- SUPPLIED MATERIAL
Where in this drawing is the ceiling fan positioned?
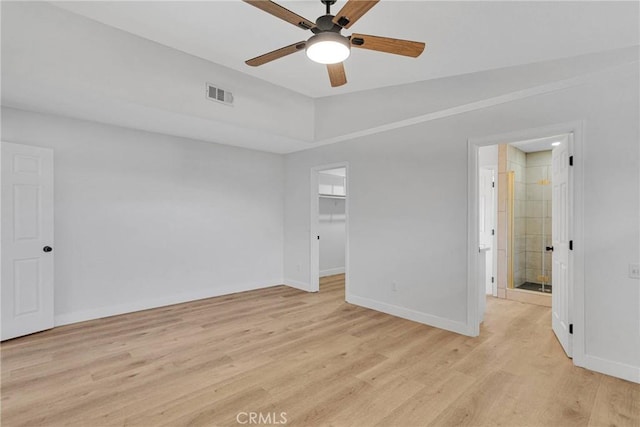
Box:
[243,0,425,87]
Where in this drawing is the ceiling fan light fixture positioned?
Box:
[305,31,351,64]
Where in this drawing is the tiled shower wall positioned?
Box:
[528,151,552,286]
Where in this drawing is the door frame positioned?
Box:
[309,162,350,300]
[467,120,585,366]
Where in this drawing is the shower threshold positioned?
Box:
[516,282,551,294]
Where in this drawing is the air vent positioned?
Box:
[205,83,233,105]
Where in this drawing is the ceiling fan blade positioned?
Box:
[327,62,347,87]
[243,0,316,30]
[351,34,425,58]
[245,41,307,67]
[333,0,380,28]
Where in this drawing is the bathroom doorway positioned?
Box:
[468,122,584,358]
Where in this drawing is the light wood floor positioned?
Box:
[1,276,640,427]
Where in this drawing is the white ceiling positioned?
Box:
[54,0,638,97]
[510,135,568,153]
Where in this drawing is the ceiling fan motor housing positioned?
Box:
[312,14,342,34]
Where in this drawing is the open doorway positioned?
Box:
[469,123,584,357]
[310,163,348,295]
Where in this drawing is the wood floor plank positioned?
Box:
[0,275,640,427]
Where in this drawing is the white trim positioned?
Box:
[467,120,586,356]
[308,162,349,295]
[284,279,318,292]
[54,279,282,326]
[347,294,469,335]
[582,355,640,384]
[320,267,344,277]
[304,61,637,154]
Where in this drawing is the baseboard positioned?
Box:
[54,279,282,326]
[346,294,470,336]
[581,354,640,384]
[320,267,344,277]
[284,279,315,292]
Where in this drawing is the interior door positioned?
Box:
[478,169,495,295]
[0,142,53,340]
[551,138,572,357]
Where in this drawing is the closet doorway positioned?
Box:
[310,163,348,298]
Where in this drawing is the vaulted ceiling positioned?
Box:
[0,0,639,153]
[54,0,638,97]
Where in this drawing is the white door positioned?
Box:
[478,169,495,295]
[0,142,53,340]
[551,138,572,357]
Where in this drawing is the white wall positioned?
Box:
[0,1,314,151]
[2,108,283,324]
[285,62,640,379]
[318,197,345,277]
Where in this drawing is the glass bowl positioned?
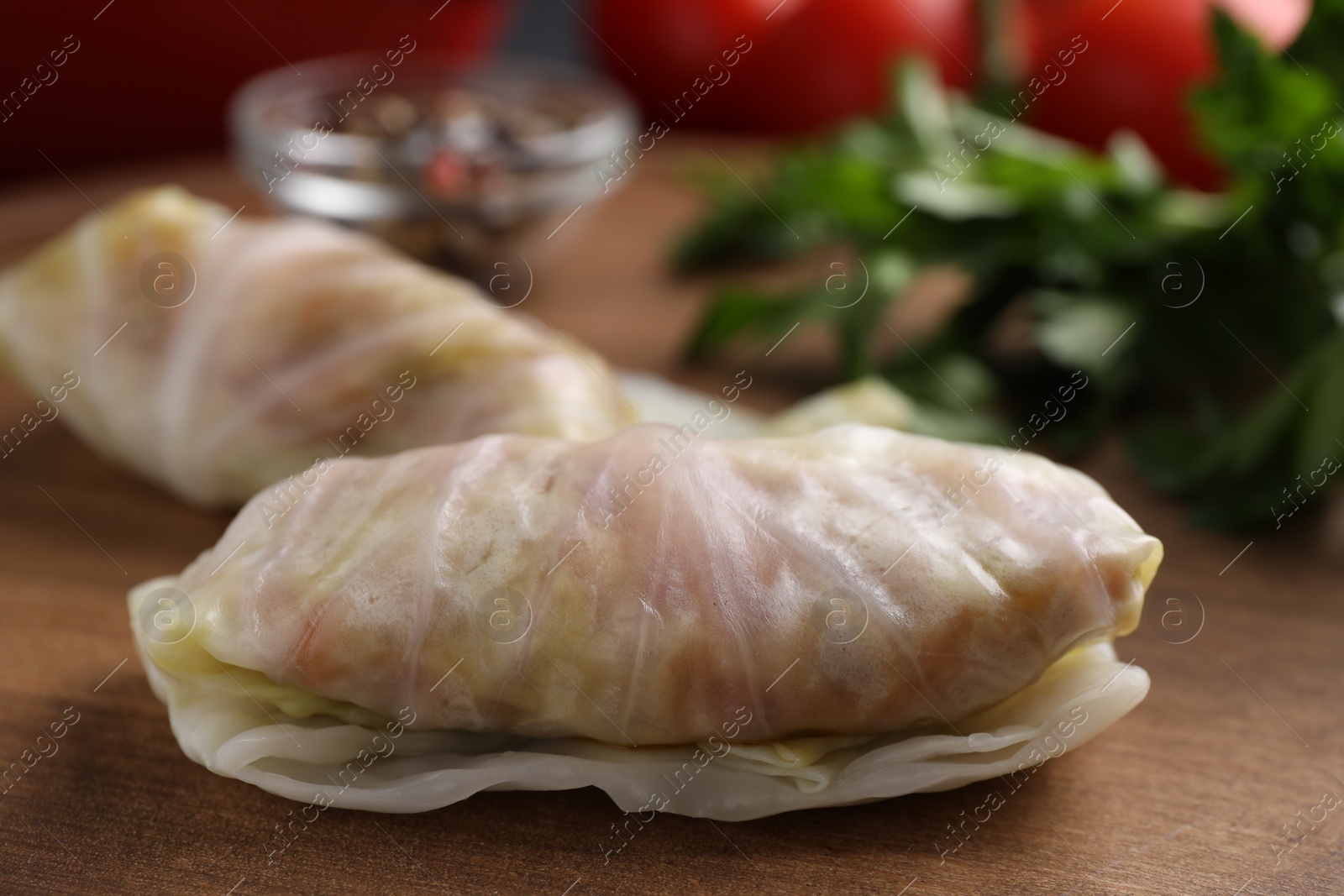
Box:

- TASK PROMPT
Scale the box coordinates in the listing by 0.5, rounding each to a whole number with halves going up. Starting at the line that contains "Where in this drawing is the closet" and continuing through the end of the listing, write out every line again, including the requests, but leave out the pictures.

- SOLUTION FOR THIS EXERCISE
Where in this drawing is the closet doorway positioned?
Box:
[155,82,174,149]
Where in this drawing is the vaulted ceiling positioned?
Box:
[0,0,320,77]
[27,0,319,49]
Where in this drawing is the white door positioned?
Box:
[239,85,248,148]
[0,71,27,170]
[276,69,286,179]
Where in this drawing is the white wall positioned?
Box:
[0,1,157,76]
[1,54,142,162]
[143,31,320,190]
[159,99,173,139]
Where in this drawing is the glass bowl positioned?
Box:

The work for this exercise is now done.